# Entries shown start
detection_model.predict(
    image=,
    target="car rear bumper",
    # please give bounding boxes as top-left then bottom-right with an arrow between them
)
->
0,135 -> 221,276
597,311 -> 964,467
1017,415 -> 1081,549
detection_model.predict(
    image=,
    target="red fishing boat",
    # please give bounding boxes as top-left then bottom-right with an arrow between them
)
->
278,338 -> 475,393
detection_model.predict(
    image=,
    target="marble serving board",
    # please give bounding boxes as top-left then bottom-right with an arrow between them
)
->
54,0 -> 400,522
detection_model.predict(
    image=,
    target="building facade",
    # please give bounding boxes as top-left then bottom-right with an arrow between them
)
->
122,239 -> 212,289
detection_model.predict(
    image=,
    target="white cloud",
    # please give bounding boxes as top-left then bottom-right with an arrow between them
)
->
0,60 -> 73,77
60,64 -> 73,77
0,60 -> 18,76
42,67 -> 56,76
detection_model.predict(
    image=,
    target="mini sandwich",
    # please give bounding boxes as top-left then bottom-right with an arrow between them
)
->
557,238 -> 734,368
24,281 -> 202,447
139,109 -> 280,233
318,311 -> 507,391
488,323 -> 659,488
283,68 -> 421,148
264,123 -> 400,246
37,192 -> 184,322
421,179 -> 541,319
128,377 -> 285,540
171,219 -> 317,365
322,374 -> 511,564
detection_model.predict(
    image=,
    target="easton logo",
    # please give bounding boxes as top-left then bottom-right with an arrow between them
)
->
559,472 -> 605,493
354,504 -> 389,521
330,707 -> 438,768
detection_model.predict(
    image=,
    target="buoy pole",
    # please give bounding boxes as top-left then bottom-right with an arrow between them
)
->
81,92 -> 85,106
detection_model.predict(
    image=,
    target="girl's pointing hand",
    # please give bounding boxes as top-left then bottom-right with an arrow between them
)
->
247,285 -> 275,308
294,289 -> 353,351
# Entries shown end
▶ **Problem to work on**: Reproduce the entries word for word, from their first line through the line that contains "54,0 -> 400,522", with that line included.

▶ **Exercise answer**:
detection_model.predict(
    image=,
    target="car rear bumper",
    # please give bounding boxes as top-left then bottom-right with an arrow between them
)
->
0,135 -> 221,276
597,311 -> 964,467
1017,415 -> 1081,549
detection_model.predict(
    image=,
    target="red fishing boat",
    # please give bounding boxes as top-left then bottom-right with an arrow between them
)
->
278,338 -> 475,393
detection_model.predict(
    image=,
    target="marble serving board",
    # please give bounding boxes as top-left then bottom-right with an arrow between them
)
->
54,0 -> 400,522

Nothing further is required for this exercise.